Set problem> Extract, exactly as written, all lines of the material below from the line that includes "If you would be willing to indicate the car tail" through its last line.

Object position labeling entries

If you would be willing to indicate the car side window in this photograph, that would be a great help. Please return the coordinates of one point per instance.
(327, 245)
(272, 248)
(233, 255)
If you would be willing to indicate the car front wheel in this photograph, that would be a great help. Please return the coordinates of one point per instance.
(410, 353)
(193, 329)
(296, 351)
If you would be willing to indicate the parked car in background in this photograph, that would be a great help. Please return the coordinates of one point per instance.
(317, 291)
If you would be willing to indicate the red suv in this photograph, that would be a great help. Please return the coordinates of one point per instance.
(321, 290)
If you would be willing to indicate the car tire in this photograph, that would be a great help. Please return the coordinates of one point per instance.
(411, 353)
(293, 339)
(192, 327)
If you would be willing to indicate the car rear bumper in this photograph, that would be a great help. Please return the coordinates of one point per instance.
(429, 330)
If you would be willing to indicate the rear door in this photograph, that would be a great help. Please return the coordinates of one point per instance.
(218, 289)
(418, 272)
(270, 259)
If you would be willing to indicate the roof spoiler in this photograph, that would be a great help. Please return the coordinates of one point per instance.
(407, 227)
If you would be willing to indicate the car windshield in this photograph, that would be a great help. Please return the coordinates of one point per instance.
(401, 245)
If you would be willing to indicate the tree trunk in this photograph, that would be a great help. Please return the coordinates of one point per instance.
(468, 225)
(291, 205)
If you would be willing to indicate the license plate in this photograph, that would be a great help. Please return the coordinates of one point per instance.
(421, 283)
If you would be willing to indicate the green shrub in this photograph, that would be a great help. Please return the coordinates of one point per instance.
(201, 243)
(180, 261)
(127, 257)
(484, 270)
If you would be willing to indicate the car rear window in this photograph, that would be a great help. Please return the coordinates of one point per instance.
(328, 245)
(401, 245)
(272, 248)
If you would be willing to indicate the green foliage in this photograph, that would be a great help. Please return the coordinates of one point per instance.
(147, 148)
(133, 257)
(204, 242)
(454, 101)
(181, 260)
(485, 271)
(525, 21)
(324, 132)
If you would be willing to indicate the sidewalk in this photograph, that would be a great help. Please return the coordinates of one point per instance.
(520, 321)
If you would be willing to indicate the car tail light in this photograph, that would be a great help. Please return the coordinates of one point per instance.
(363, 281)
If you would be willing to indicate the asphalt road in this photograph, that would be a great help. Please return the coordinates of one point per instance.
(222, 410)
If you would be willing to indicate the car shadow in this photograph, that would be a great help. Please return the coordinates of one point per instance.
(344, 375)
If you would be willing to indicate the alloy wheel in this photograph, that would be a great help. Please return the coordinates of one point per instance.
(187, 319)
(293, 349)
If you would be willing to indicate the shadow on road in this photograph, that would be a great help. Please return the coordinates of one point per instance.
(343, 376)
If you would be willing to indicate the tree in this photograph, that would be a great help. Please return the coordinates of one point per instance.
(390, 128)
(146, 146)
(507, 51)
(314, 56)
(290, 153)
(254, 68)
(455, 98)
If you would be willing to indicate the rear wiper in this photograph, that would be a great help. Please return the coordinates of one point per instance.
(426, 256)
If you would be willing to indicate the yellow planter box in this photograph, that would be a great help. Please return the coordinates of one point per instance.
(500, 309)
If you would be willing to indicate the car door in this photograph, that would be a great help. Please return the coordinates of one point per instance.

Correct response>
If you would be willing to indicate the car tail light in this photograph, that would be a great help. Please return the coordinates of one point per instance.
(363, 281)
If you would be willing to indicate the asphalt road in this photograph, that would be a great help. Please return the coordinates of one point per instance.
(222, 410)
If you would be willing to indicate the car shadow in this photograph, that would be a great help. Please return the coordinates of one point per instance.
(344, 375)
If you would be willing to indicate the alloy wheel in this photograph, that would be a great help. Please return the coordinates of one point per instance.
(187, 319)
(293, 349)
If you would be willing to indicate the shadow on road in this photograph, that would be a great help. Please return the coordinates of one point per instance.
(343, 376)
If you would be willing to indicate the tree in this photograph, that would be a great help. Please return the coordinates of one point per instance.
(390, 128)
(146, 146)
(507, 51)
(314, 56)
(290, 153)
(254, 68)
(455, 98)
If you would be willing to indicate the rear wiper in this photograph, that would be a great help. Please return the coordinates of one point per instance.
(426, 256)
If you would be willing to indicate the yellow planter box in this photograph, that would be a great help. Please return the coordinates of one point per instance.
(500, 309)
If you would be willing to indicate the car door in this photograph, that would be a great help. Please return the coordinates of one point per instance.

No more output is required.